§ DOCUMENT EXTRACT
5.9% to 8.2% of the organic component is formed by the salivary proteins which include most amino acids.
0.2% of the organic content is formed by Lipids which is in the form of neutral fats, free fatty acids, cholesterol, cholesterol esters, and phospholipids.
How Does The Dental Calculus Attach To The Tooth Surface?
There are 4 ways with which the calculus attaches to the tooth surface. The ease with which the dental calculus can be removed from the tooth surface depends on the manner with which it is attached to the tooth surface.
The 4 modes of attachment are
- Attachment by means of an organic pellicle
- Mechanical locking into surface irregularities, such as caries lesions or resorption lacunae.
- A close adaptation of the undersurface of calculus to depressions or gently sloping mounds of the unaltered cementum surface
- Penetration of bacterial calculus into the cementum
Dental Calculus Formation
As we already mentioned earlier dental calculus is actually the mineralized dental plaque.
The soft dental plaque hardens by the precipitation of mineral salts. This process usually starts between the 1st and 14th days of plaque formation in the mouth. But calcification itself occurs within 4 to 8 hours.
The plaque may be 50% mineralized within 2 days and 60% to 90% mineralized within 12 days. However, it is not necessary for all the dental plaque to undergo calcification. Plaque that does not transform into calculus reaches the level of its maximal mineral content within 2 days.
Another important thing to remember here is that microorganisms are not always necessary to form dental calculus, because it has been studied and proven that calculus readily occurs in germ-free rodents as well.
Who Is At Risk?
People belonging to one or more of the following categories may be at an increased risk of getting dental calculus.

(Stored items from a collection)
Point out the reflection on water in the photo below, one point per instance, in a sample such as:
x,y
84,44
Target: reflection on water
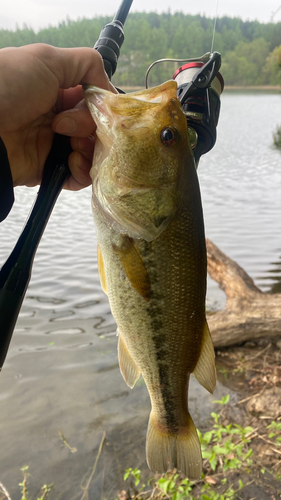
x,y
62,372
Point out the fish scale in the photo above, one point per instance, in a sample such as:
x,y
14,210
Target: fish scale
x,y
152,261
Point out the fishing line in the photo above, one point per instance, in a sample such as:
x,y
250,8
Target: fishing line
x,y
214,30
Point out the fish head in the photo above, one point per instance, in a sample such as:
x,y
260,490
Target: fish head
x,y
141,152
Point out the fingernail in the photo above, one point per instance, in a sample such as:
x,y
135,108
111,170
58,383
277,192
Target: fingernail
x,y
66,125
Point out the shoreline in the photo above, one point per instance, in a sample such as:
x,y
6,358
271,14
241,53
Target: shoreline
x,y
227,87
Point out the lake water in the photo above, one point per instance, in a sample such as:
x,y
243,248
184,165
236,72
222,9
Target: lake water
x,y
61,372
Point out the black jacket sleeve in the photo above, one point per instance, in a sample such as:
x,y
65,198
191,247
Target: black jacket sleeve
x,y
6,183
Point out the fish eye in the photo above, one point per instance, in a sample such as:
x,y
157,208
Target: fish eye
x,y
169,136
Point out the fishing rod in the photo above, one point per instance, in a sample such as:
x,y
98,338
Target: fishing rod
x,y
16,272
199,87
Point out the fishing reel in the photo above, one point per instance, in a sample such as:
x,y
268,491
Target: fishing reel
x,y
199,88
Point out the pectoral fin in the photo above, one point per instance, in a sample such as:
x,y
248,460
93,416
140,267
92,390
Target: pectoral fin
x,y
101,270
205,370
134,267
127,365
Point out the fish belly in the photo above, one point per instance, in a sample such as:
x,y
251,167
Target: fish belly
x,y
162,328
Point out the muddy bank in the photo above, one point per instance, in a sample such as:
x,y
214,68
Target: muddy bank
x,y
253,371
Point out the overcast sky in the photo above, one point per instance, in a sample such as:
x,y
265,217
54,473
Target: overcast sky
x,y
41,13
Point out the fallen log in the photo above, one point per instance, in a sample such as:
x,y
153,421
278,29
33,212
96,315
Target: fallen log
x,y
249,313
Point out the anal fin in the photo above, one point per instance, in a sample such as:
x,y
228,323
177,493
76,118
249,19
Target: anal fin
x,y
205,370
127,365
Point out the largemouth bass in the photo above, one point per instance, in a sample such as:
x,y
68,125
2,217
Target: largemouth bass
x,y
152,260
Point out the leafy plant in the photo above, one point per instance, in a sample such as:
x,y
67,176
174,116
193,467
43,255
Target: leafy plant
x,y
275,428
225,448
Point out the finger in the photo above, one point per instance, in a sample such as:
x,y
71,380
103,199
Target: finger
x,y
73,66
74,122
80,168
84,145
68,98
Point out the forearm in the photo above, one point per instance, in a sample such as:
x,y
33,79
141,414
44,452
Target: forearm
x,y
6,184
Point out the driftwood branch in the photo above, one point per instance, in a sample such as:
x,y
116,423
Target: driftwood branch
x,y
249,313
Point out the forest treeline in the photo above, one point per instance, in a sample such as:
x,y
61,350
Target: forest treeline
x,y
251,51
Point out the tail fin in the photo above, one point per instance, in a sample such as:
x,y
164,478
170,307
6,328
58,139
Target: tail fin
x,y
166,451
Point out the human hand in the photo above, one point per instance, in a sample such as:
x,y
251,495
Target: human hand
x,y
41,93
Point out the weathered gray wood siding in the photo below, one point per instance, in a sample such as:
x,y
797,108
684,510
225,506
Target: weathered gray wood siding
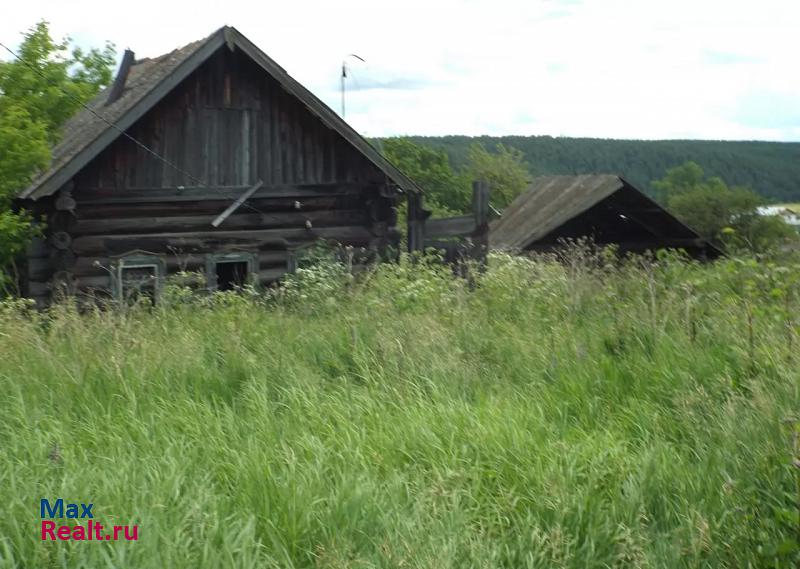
x,y
228,126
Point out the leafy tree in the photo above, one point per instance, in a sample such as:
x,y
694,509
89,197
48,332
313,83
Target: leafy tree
x,y
446,192
718,212
38,93
505,170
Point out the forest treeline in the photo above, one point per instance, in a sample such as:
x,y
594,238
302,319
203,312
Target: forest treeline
x,y
770,168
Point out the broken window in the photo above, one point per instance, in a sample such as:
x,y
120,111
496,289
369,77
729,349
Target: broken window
x,y
138,277
230,271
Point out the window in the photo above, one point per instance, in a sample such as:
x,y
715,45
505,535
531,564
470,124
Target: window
x,y
137,277
230,271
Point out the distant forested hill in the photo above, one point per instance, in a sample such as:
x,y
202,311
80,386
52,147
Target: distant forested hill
x,y
770,168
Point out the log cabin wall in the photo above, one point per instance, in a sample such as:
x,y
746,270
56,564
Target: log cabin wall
x,y
226,127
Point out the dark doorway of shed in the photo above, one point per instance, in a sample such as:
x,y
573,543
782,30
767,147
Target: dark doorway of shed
x,y
231,274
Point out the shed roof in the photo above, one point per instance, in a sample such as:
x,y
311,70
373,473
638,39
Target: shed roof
x,y
94,128
552,201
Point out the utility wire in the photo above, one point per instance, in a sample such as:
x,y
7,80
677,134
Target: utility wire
x,y
194,179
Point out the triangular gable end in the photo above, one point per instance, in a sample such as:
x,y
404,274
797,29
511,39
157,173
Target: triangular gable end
x,y
88,134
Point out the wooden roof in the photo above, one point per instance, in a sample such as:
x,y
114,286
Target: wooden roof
x,y
552,201
149,80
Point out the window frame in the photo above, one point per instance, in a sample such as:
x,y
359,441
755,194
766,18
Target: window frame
x,y
213,259
138,261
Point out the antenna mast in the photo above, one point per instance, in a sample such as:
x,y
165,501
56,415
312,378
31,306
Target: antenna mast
x,y
344,74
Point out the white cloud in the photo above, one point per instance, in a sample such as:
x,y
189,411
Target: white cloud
x,y
609,68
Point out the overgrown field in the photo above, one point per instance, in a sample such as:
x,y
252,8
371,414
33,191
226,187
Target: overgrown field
x,y
580,414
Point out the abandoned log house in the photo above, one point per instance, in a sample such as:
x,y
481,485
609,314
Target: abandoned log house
x,y
210,158
605,208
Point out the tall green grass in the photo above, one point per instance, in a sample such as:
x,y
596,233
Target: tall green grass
x,y
581,413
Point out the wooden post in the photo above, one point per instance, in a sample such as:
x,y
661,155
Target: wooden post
x,y
416,223
480,210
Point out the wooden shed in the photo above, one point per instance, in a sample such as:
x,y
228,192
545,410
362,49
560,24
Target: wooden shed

§ PROBLEMS TO SOLVE
A - Print the passage of the dental calculus text between "There are 4" and "or resorption lacunae.", inclusive.
B - Answer these questions from the dental calculus text:
(i) What percentage of the organic content is formed by lipids?
(ii) How many modes of attachment does the calculus have to the tooth surface?
(iii) Within how many days may plaque be 50% mineralized?

§ RESPONSES IN ORDER
A -
There are 4 ways with which the calculus attaches to the tooth surface. The ease with which the dental calculus can be removed from the tooth surface depends on the manner with which it is attached to the tooth surface.
The 4 modes of attachment are
- Attachment by means of an organic pellicle
- Mechanical locking into surface irregularities, such as caries lesions or resorption lacunae.

B -
(i) 0.2%
(ii) 4
(iii) Within 2 days